# 提示された文章:
+++
薬膳の話を聞いてくれた理系の若い人へ

 ここ数年、ありがたいことに、薬学生さんに向けて薬膳の話をする機会をいただいています。陰陽論と五行論の説明をメインに、薬局勤務になった時に少しは使える知識も入れつつお話しています。
 学生実習の一環なので、報告書をいただきそれにお返事を書くまでが仕事です。しかし、正直、本心のお返事をかけません。フラストレーションが溜まってきたので、ここに書いておきたいと思います。
 受講者のうち、1名でも見つけてくれたら嬉しいな。

 今回の講座では、陰陽論という、皆さんにとって新しい理論体系の存在を知っていただきました。科学の理論体系の中で生まれ、育ってきた私たち現代人にとっては謎の多い学問です。
 科学以外なのに今でもしっかり残っている理論体系は、もしかすると陰陽論くらいかもしれませんが、これは、二進法を発明したライプニッツが、易経という陰陽論に出会い、保護してくれたからかもしれません。(それほどの力が当時のライプニッツにあったかどうかは知りませんが)
 科学は、自然の仕組みを解明しつつ、その仕組みを人間が有効活用するために進化しています。そのためには、自分たちの持つ理論や仮説と自然が矛盾した時の態度がとても重要になります。それから、自分たちの理論と一見違うことを言っているかに見える人たちが現れた時の態度も重要です。
 現在、科学という理論体系はその生活への影響力の大きさからか、少し慢心しているかもしれません。科学で説明がつかないことは、事実と認めない。科学で証明できないなら嘘、インチキだ。というような態度をとる人が増えている気がします。
 しかし、そもそも科学というものは、「見えない世界を見えるようにしてきた」学問です。それは、見えない何かがこの自然の仕組みを形作り動かしているという前提を飲み込んできたからできたことです。
+++
保存済みの行:
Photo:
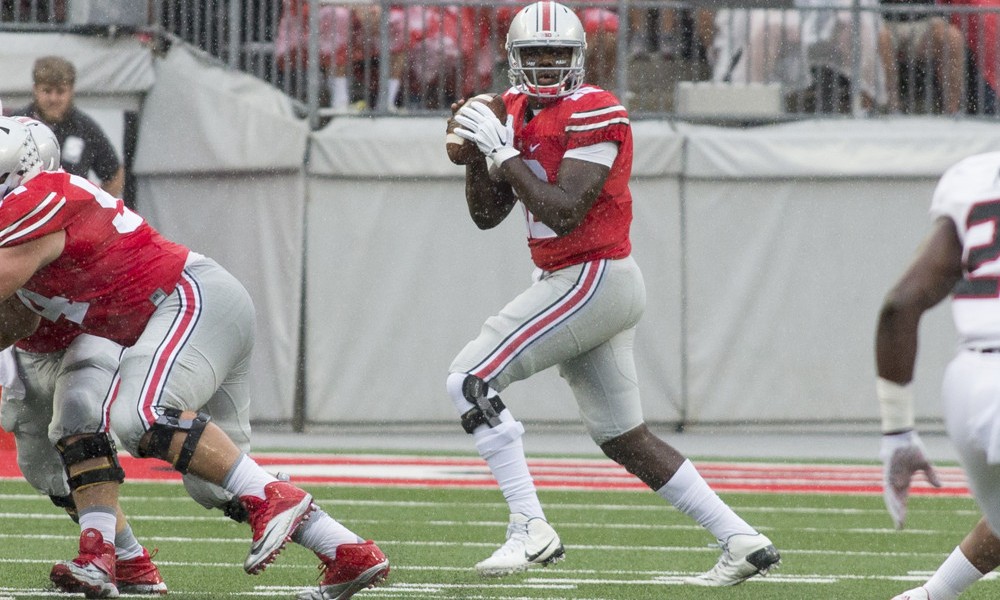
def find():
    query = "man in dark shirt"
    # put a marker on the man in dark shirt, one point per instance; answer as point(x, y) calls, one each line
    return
point(84, 145)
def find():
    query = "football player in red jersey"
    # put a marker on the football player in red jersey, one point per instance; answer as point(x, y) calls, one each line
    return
point(55, 380)
point(77, 257)
point(565, 153)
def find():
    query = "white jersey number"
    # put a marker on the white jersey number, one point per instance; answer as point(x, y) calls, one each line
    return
point(981, 256)
point(51, 309)
point(125, 221)
point(537, 229)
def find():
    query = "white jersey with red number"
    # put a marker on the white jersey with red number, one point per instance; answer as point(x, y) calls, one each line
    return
point(114, 268)
point(969, 194)
point(588, 117)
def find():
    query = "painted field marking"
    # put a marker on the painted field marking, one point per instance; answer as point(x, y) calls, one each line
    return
point(549, 473)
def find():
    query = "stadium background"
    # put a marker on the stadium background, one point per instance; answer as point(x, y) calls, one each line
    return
point(766, 250)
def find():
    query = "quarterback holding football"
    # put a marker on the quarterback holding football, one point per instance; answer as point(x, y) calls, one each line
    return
point(562, 149)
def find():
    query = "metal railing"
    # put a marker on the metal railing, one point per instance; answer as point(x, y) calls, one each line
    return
point(760, 61)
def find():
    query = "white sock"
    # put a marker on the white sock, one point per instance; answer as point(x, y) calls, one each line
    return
point(394, 85)
point(691, 495)
point(322, 534)
point(338, 92)
point(101, 518)
point(502, 449)
point(953, 577)
point(126, 546)
point(247, 478)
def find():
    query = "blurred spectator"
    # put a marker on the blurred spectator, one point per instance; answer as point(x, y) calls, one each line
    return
point(666, 38)
point(810, 52)
point(449, 52)
point(926, 45)
point(601, 24)
point(348, 44)
point(982, 38)
point(33, 11)
point(85, 147)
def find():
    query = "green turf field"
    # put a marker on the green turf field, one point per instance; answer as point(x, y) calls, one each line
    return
point(620, 545)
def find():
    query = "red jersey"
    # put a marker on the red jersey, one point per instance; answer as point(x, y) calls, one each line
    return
point(587, 117)
point(114, 270)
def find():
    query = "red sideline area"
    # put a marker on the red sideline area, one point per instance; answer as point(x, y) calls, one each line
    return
point(568, 473)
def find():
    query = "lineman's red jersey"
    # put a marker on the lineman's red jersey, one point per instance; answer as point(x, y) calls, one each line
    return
point(114, 268)
point(589, 116)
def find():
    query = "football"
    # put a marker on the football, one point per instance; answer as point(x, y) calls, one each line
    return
point(462, 151)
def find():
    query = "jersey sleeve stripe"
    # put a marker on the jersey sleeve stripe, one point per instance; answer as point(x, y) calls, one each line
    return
point(18, 229)
point(599, 124)
point(597, 112)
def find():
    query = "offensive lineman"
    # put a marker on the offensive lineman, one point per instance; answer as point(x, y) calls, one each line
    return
point(960, 258)
point(78, 255)
point(565, 152)
point(56, 377)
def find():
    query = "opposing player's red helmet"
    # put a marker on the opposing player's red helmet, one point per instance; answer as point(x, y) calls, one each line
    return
point(552, 25)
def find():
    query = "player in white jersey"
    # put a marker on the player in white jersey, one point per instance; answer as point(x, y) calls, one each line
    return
point(961, 258)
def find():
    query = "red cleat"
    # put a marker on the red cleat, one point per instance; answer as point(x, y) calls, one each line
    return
point(356, 567)
point(273, 520)
point(140, 576)
point(92, 573)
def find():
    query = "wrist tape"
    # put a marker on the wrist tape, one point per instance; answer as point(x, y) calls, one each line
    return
point(895, 405)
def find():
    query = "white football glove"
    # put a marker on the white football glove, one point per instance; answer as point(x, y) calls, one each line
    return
point(493, 138)
point(903, 455)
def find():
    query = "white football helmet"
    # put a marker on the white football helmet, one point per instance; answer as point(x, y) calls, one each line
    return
point(46, 142)
point(546, 24)
point(19, 159)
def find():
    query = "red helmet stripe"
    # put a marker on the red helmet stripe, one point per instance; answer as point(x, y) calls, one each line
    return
point(547, 13)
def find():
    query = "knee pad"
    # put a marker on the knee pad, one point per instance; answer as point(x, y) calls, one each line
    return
point(485, 409)
point(161, 434)
point(94, 446)
point(41, 464)
point(68, 504)
point(493, 439)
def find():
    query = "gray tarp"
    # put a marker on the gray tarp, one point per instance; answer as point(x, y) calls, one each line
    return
point(219, 166)
point(766, 252)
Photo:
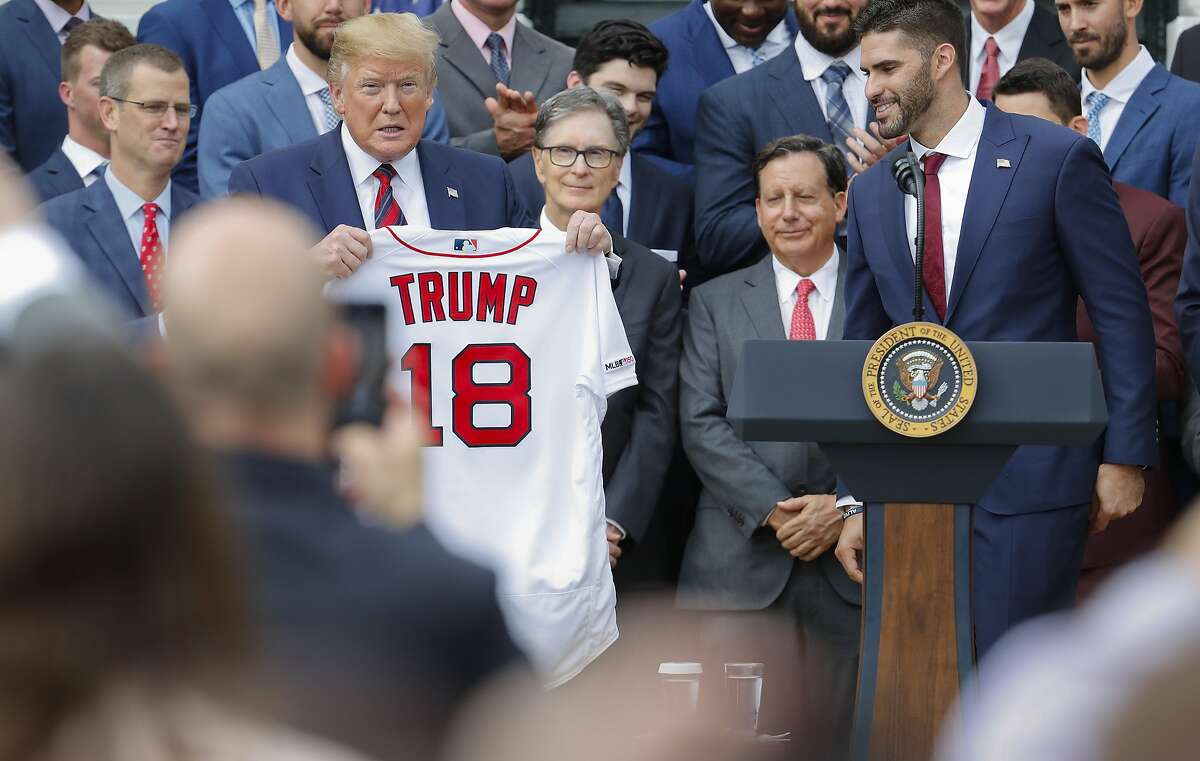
+++
# 課題の指示:
薬膳についての文章によると、薬学生向けの講座では主に何の説明をしていますか。

# 課題の結果:
陰陽論と五行論の説明です。